Fabienne: Ich habe mir damals einfach überlegt, was ich als Masterarbeit machen möchte. Ich hatte irgend so eine Geschichte im Kopf, sass deswegen mit Tamara zusammen, habe es auch Jonas erzählt, als wir im Elu-Studio zusammen die Wände gestrichen haben …

MI (pam): … unter dem Einfluss der ganzen Farbdämpfe (alle lachen).

Fabienne: Das war im Herbst 2018, und im November ’18 haben Tamara und ich uns hingesetzt und die ganzen Ideen mal zu Papier gebracht. Da war für mich klar, das wird mein Masterprojekt sein. Mir gefällt es einfach. Ich liebe auch Musicals, da geht es auch um Geschichten, die Songs kommen quasi oben drauf. Die Handlung hilft mir beim Songwriting enorm. Jonas, bei dir läuft das eher mit Bildern, oder?

Jonas: Genau… Ich bin so der Game-Nerd – Play Station, Final Fantasy; ich habe das sozusagen gefressen, hunderte Stunden lang…

Mirjam: Mich hat das auch extrem angesprochen, das Universum, die Filmmusik… Fantasy gefällt mir einfach, die Klangwelt, dass es auch mal episch werden darf…

MI (Sandro): Ihr habt das Ganze als Crowdfunding-Projekt gestartet und auch ein tolles Video dazu gemacht. Wie kamt ihr auf diese Idee?

Gespeicherte Dateneinträge
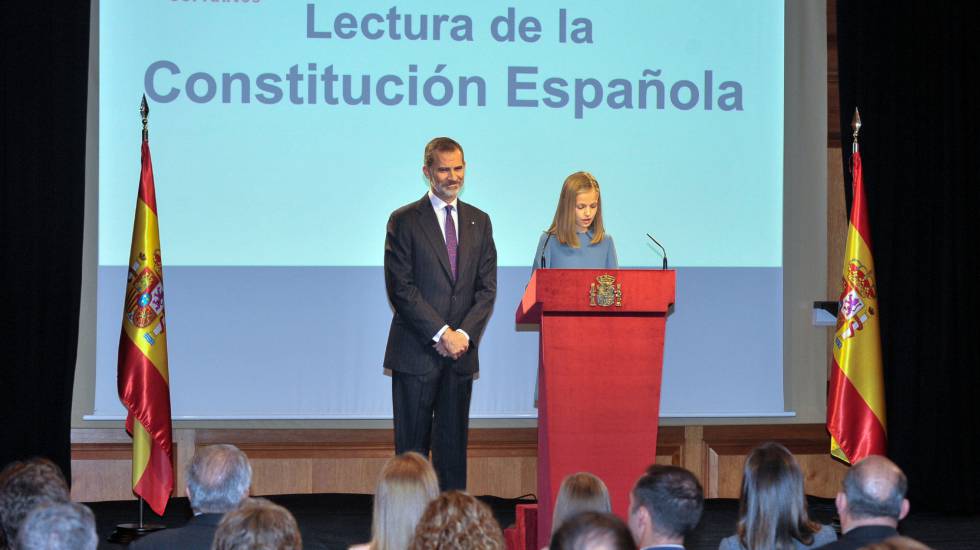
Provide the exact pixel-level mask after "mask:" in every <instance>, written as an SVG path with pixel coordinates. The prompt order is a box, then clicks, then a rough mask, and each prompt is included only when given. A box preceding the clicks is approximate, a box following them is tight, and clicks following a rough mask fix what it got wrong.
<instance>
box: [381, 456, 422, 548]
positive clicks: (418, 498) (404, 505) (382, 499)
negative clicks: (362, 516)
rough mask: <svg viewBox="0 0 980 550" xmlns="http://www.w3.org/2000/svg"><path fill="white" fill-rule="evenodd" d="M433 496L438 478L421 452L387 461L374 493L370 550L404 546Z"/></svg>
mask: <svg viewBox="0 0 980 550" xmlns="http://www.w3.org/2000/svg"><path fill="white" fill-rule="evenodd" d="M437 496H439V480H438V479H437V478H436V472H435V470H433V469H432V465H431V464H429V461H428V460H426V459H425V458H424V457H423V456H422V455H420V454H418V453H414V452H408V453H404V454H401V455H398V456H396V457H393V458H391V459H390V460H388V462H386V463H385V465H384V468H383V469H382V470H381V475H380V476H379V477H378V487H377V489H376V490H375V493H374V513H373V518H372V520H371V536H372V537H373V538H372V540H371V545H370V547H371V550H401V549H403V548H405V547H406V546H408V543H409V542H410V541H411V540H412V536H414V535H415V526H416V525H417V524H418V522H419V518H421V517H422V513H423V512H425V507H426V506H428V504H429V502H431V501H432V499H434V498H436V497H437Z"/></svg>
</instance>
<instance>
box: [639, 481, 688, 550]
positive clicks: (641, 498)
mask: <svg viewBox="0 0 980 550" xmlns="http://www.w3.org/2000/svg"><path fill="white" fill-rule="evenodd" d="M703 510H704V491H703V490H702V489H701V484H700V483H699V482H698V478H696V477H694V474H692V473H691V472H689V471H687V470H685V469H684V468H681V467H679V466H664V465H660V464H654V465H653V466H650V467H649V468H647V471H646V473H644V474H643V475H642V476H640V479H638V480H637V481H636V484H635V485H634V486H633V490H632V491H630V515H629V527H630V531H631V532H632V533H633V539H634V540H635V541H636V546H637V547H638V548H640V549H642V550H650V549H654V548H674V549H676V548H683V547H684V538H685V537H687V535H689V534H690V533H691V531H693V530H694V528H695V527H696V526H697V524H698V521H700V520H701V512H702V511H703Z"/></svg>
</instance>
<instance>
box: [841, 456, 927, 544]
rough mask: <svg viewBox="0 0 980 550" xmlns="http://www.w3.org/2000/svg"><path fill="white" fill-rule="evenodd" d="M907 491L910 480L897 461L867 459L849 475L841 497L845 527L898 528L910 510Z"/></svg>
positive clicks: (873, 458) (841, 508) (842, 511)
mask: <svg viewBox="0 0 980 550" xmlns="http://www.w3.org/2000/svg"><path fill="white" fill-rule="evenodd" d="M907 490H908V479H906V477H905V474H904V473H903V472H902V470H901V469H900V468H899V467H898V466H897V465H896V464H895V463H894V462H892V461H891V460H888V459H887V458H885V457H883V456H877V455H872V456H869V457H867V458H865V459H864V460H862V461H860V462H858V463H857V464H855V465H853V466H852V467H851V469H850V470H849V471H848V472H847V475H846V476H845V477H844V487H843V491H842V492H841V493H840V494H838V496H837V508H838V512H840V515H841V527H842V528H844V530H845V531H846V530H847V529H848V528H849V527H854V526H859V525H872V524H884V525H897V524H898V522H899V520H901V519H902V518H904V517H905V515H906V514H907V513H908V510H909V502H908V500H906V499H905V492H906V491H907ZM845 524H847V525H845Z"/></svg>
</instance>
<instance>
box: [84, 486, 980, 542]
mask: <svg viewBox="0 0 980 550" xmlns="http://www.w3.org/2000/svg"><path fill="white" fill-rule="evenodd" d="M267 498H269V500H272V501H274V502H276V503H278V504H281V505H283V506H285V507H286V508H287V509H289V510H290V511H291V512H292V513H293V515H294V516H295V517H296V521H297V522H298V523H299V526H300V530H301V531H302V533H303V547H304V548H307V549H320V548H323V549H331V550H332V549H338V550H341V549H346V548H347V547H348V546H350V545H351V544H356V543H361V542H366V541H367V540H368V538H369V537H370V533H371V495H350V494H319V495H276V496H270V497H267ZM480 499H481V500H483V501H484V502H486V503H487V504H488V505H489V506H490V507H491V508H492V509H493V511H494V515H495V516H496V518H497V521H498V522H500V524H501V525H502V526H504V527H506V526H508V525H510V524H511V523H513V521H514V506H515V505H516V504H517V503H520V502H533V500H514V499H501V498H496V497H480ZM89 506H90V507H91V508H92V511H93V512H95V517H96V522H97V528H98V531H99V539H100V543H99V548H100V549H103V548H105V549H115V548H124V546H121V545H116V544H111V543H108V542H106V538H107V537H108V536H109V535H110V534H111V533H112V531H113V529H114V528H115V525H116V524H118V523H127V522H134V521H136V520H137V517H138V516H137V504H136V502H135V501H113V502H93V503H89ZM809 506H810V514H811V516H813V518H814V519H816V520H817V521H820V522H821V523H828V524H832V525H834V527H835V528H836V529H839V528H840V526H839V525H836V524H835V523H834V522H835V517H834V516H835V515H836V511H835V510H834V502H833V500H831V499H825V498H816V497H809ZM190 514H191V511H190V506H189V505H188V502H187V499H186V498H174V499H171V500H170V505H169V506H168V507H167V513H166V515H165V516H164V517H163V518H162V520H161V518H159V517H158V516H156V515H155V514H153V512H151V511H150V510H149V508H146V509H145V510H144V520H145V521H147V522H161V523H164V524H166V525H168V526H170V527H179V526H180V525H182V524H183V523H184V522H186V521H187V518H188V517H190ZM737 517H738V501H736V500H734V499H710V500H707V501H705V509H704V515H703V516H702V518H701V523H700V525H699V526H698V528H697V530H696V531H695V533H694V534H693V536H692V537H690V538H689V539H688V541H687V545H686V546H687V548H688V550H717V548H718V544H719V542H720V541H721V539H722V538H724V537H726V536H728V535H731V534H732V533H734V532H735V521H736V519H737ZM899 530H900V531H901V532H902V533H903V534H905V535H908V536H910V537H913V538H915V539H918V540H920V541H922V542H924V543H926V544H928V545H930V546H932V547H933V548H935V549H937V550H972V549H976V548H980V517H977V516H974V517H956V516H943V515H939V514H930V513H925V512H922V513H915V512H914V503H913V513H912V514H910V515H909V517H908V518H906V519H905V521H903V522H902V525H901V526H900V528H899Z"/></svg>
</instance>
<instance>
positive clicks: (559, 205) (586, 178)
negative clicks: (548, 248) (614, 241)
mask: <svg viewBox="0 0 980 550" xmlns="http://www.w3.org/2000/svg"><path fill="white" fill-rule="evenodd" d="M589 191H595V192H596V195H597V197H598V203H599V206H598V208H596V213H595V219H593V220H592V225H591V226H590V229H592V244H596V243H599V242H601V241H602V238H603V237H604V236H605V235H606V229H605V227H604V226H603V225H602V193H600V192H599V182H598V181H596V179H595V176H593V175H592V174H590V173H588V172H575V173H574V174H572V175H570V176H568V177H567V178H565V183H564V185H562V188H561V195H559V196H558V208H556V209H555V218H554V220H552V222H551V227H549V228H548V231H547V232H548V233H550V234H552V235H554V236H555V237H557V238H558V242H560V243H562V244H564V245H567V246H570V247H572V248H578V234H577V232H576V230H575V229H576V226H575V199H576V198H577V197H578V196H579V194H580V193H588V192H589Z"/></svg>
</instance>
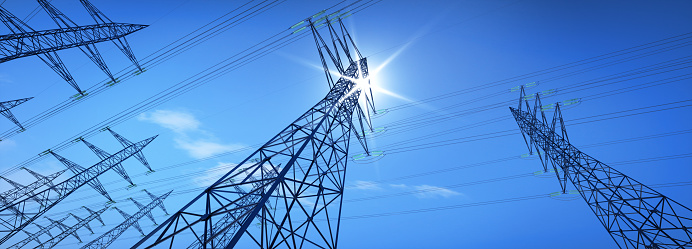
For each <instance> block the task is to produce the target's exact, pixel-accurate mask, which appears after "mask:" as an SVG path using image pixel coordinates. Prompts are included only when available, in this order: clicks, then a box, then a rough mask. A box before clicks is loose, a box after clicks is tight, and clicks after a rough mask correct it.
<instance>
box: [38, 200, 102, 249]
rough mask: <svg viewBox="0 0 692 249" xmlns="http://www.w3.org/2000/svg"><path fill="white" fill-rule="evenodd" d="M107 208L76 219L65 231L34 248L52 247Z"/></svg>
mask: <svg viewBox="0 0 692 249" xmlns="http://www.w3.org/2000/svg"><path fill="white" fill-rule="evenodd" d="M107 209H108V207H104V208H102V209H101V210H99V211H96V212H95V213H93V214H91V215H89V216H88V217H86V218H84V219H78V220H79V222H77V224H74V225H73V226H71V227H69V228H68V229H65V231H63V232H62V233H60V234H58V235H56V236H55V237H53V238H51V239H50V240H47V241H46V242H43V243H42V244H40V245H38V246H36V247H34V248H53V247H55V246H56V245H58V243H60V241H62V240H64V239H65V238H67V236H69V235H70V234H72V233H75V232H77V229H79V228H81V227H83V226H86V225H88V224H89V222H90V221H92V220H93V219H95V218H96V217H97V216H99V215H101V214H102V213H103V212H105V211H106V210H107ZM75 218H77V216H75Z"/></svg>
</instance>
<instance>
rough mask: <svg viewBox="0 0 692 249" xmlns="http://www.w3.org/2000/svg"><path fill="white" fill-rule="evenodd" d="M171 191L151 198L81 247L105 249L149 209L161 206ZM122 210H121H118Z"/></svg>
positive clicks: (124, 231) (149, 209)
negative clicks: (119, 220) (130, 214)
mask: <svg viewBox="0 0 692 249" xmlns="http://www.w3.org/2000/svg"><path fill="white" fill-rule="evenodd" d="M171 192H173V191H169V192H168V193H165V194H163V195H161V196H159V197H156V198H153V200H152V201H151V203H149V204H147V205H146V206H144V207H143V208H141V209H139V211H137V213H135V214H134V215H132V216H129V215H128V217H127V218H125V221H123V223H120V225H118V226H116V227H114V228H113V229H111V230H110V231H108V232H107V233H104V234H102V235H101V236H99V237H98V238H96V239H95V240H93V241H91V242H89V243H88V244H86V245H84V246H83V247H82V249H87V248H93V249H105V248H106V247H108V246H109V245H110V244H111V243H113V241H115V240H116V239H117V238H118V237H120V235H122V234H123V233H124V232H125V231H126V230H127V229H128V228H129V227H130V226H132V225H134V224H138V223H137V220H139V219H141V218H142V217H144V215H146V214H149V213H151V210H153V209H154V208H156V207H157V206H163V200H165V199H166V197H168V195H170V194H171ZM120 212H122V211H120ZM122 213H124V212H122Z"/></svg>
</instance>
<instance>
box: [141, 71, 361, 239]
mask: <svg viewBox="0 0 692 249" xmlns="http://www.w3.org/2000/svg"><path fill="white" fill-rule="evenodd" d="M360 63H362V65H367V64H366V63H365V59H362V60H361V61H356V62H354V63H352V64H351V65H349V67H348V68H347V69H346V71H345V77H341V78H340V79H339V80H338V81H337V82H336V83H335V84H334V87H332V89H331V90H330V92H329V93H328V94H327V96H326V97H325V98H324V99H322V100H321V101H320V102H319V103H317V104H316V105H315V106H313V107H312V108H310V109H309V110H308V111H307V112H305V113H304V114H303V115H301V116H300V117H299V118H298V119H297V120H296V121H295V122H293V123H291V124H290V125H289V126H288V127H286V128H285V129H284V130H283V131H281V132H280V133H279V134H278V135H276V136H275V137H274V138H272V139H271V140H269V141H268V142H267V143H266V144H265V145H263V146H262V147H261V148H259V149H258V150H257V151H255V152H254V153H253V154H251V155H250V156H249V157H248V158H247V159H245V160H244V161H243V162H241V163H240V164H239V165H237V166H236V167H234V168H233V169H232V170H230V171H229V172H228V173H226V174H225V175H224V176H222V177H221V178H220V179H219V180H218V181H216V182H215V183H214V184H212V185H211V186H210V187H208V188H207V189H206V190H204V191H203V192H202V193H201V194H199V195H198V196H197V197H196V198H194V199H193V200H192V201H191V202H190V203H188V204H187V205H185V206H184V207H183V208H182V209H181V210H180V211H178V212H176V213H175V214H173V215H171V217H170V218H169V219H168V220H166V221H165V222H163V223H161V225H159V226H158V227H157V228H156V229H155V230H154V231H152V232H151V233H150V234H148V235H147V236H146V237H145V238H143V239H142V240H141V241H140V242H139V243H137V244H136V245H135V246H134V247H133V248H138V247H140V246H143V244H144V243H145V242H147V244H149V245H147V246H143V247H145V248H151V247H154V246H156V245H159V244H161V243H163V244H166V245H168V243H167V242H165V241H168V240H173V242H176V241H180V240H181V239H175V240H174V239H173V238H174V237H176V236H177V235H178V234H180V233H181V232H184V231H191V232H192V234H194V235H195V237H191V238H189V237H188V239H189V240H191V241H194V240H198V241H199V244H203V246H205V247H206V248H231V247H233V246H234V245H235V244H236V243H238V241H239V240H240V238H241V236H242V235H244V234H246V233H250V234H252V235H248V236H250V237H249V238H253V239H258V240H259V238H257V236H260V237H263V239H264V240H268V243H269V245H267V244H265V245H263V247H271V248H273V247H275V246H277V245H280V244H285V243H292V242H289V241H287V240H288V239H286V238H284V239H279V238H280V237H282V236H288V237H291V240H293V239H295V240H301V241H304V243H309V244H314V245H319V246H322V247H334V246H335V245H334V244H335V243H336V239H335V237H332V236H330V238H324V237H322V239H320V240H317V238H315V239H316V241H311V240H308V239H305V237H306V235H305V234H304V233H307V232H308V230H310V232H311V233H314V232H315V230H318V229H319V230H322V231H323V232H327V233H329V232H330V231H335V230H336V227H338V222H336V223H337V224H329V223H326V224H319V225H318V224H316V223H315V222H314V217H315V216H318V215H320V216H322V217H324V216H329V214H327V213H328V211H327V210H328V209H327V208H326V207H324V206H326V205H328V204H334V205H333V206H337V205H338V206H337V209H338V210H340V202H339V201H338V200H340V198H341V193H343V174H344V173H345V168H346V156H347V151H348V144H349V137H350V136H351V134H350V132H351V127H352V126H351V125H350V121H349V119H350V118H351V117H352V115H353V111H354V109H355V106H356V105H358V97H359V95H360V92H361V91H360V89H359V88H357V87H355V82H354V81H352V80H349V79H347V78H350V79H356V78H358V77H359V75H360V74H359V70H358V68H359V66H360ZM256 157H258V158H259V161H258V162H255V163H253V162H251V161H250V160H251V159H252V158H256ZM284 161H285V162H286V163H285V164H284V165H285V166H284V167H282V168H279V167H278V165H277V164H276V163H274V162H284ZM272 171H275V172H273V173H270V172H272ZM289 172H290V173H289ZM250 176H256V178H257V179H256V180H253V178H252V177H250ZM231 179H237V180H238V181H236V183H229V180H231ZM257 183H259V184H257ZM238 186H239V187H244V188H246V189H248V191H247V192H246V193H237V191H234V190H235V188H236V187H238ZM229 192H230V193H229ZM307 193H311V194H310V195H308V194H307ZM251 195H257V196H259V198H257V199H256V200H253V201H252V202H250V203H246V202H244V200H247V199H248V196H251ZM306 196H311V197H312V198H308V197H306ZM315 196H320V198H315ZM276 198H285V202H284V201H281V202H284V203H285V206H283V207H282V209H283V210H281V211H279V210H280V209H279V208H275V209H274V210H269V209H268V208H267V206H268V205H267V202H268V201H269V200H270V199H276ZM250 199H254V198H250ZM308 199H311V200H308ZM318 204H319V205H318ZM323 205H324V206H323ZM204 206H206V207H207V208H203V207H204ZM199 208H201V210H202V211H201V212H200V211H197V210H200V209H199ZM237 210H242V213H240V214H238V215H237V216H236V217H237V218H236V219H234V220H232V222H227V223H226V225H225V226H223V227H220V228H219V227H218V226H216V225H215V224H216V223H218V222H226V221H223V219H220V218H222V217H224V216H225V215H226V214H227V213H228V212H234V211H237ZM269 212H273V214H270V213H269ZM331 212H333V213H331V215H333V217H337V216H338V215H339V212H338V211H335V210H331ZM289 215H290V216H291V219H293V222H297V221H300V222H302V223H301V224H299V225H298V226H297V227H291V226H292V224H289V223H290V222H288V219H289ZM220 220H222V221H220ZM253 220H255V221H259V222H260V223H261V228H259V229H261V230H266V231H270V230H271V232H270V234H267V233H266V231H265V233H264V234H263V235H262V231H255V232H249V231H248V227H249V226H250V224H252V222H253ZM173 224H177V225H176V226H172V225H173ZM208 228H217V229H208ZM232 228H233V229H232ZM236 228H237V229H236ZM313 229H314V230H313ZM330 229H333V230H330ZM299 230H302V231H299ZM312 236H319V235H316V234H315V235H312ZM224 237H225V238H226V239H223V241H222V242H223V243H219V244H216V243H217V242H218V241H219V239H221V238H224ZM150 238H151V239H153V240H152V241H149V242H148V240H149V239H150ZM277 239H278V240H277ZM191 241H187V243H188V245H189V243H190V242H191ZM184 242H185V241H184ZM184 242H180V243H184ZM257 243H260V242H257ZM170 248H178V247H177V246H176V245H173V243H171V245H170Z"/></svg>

- AUFGABE 1 -
Gib aus dem Interview den Abschnitt wortgetreu wieder, der mit den Worten "Jonas: Genau… Ich" beginnt und nach den Worten "auf diese Idee?" endet.
- AUFGABE 2 -
Tippe die Einträge vom Anfang bis einschließlich der Zeile mit "box: [381, 456, 422, 548]" Zeichen für Zeichen ab und lass dabei die Bilder weg.

- LÖSUNG 1 -
Jonas: Genau… Ich bin so der Game-Nerd – Play Station, Final Fantasy; ich habe das sozusagen gefressen, hunderte Stunden lang…

Mirjam: Mich hat das auch extrem angesprochen, das Universum, die Filmmusik… Fantasy gefällt mir einfach, die Klangwelt, dass es auch mal episch werden darf…

MI (Sandro): Ihr habt das Ganze als Crowdfunding-Projekt gestartet und auch ein tolles Video dazu gemacht. Wie kamt ihr auf diese Idee?

- LÖSUNG 2 -
Provide the exact pixel-level mask after "mask:" in every <instance>, written as an SVG path with pixel coordinates. The prompt order is a box, then clicks, then a rough mask, and each prompt is included only when given. A box preceding the clicks is approximate, a box following them is tight, and clicks following a rough mask fix what it got wrong.
<instance>
box: [381, 456, 422, 548]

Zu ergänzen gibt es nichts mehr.